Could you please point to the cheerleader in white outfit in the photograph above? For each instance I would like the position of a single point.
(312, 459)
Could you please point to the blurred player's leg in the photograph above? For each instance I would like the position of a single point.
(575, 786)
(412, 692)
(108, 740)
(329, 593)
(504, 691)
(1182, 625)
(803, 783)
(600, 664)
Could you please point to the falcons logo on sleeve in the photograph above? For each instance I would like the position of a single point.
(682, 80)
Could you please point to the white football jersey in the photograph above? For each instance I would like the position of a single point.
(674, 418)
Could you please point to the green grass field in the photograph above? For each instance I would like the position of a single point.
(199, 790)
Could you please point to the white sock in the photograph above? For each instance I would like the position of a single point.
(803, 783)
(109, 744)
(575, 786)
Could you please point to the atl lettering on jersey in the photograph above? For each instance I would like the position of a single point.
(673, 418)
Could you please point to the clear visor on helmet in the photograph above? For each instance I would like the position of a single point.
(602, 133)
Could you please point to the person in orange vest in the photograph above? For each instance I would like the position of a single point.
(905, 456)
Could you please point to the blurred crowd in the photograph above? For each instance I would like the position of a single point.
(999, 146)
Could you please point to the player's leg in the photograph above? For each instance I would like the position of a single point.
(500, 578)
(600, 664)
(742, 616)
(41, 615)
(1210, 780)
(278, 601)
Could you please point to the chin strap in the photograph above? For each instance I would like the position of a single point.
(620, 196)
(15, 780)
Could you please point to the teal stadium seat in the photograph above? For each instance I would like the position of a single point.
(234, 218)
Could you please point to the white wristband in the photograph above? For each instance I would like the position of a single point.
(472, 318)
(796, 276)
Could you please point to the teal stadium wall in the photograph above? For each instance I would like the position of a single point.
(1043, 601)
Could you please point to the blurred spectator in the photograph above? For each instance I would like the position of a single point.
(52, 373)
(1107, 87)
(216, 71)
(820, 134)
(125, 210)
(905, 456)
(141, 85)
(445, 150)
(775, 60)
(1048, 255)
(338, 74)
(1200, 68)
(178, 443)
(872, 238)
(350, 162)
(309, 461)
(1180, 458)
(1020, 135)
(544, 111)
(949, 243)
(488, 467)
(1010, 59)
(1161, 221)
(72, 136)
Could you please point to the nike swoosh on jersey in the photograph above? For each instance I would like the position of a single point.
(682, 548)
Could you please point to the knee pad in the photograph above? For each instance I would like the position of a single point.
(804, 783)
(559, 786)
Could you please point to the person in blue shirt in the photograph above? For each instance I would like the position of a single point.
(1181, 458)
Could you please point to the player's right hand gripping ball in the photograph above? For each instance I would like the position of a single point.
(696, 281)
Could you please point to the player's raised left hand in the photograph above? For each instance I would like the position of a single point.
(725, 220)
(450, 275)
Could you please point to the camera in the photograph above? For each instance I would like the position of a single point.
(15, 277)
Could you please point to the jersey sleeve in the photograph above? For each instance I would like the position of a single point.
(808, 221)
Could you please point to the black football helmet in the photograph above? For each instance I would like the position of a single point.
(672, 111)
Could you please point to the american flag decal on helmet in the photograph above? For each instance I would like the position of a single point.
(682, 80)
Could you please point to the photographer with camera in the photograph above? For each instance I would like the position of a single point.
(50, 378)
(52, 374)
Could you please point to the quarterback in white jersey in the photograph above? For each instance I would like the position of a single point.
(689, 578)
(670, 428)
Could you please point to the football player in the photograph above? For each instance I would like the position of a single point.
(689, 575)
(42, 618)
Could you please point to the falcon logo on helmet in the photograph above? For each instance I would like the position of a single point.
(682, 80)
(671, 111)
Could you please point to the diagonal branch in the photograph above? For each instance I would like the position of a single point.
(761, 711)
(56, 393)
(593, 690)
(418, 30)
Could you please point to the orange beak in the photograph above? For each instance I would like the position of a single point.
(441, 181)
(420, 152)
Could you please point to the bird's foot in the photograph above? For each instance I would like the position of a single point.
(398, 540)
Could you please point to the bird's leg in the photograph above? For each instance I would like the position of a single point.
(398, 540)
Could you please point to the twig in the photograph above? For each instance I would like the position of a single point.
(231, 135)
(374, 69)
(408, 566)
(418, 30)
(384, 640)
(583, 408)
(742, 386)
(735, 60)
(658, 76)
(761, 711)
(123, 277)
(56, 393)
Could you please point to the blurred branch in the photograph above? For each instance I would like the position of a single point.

▸ **Exercise directions**
Rewrite every line of the entries from the one containing "Could you please point to the bird's leg" through the final line, both included, with the requests unchanged. Scale each point coordinate in the answers by 1.8 and round it to a whole number, rounding halves up.

▸ **Worked solution**
Could you please point to the bird's leg in the photograph above? For each instance I would like the position of a single point.
(716, 972)
Could you please point to the twig in the photograph above? For each instance I would like the position of a single point.
(416, 243)
(673, 124)
(734, 1019)
(752, 54)
(691, 1152)
(1049, 734)
(1336, 695)
(1323, 108)
(1184, 137)
(1370, 1280)
(221, 499)
(101, 707)
Could you please point to the blurred branch in the photograph above? For each instance I would like the position of a single point.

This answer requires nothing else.